begin INFORMATION GIVEN

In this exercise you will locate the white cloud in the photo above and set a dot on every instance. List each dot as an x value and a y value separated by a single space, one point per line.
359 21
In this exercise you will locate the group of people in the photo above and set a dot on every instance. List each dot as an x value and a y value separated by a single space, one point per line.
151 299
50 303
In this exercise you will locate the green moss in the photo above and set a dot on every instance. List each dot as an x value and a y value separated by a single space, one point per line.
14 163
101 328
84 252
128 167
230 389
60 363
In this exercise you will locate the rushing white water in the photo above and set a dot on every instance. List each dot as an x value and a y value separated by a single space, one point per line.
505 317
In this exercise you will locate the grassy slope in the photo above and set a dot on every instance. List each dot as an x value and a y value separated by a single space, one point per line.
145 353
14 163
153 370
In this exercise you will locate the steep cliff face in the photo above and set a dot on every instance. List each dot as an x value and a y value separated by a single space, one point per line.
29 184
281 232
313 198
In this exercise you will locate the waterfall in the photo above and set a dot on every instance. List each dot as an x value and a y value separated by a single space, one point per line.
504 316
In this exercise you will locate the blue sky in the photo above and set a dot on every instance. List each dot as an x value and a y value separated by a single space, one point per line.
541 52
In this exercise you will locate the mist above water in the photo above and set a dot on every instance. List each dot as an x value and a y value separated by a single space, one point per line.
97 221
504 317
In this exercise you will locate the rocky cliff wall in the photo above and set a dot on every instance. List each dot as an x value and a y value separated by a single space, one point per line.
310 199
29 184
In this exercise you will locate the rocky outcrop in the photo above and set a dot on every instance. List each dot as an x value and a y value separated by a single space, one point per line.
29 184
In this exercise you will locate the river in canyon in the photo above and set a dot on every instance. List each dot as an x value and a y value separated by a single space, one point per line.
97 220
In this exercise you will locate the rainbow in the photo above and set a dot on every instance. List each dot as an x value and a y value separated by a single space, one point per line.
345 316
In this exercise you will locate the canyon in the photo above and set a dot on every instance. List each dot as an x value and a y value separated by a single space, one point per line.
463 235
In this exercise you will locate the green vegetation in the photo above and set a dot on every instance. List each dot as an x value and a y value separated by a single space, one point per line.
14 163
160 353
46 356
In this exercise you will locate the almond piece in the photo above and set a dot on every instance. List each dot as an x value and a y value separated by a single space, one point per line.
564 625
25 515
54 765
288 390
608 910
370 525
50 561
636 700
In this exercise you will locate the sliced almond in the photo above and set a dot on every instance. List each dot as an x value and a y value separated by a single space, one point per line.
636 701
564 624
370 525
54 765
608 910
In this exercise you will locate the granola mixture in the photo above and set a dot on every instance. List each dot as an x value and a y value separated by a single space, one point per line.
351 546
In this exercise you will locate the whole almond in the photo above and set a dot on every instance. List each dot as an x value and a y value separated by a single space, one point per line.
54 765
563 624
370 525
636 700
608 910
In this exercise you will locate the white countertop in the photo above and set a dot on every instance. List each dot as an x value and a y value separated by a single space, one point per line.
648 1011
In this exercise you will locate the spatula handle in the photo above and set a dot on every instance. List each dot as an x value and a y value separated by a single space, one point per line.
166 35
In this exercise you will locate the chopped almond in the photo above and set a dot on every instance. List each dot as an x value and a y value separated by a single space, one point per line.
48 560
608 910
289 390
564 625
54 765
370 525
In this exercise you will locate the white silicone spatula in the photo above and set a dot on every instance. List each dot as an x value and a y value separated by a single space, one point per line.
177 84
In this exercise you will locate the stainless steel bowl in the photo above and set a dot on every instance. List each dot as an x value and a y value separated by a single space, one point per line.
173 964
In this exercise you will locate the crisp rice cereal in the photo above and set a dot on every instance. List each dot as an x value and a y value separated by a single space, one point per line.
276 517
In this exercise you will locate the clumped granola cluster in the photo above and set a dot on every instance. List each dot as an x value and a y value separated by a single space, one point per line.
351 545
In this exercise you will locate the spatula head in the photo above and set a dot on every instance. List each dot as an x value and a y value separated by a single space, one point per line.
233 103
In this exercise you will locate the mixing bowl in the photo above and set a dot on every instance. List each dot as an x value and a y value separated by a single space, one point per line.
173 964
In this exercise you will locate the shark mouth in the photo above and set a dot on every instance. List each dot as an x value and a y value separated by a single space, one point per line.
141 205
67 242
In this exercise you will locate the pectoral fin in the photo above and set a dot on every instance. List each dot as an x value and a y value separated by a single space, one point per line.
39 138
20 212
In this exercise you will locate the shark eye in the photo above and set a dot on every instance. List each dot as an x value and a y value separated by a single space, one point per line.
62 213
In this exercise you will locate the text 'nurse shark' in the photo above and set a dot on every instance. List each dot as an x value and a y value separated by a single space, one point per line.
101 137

end INFORMATION GIVEN

PROBLEM STATEMENT: Rewrite everything from the row containing "In this exercise you will locate the stainless" down to the last row, requests included. Shift each point by adding -73 to both its x and y coordinates.

FULL RESPONSE:
In this exercise you will locate the stainless steel bowl in the photo above and set a dot on every instance. List each dot as an x value and a y value separated by a single space, one point per line.
100 891
In this exercise you will locate the crisp rice cereal in the photo above and set a dot on every instance. List each dot as an x value and a y value separated by a single space, one point per line.
203 444
In this exercise you will locate the clumped granola cluster in the photo above and set a dot on every instance. List each dot as an x value and a y value separated by a single space, one point per line.
278 472
In this exercise you will locate the spatula head in the photo above and set a dot on every instance. List each dot as an x value and a y value separated by a single space, one point per line.
160 30
In this exercise you will locate the mixing bowl in the photo above and set a dot on every instance. List each dot as an x value and a y value separated by a single space, one point per line.
100 891
In this exercise you will locate the shark mouth in the photo above and set a dot on every instance. List each dot as an x value and a y value separated by a single space, one point per line.
68 132
-6 169
In this exercise you will locate the pectoral fin in the photo above and set a dot on every instance. List each dot as an x value and a y value separated by a single space, one point per line.
-34 65
-53 139
In this exercise you will locate the shark eye in the photo above and set a dot on every instance. List each dot as an x value and a y value separated by a single space, one point per line.
-11 140
In this exercise you will locate the text 'nurse shark' in the photo above and set a dot on every instance. List each dot as an x value and a y value separated by a single space, one point per line.
28 64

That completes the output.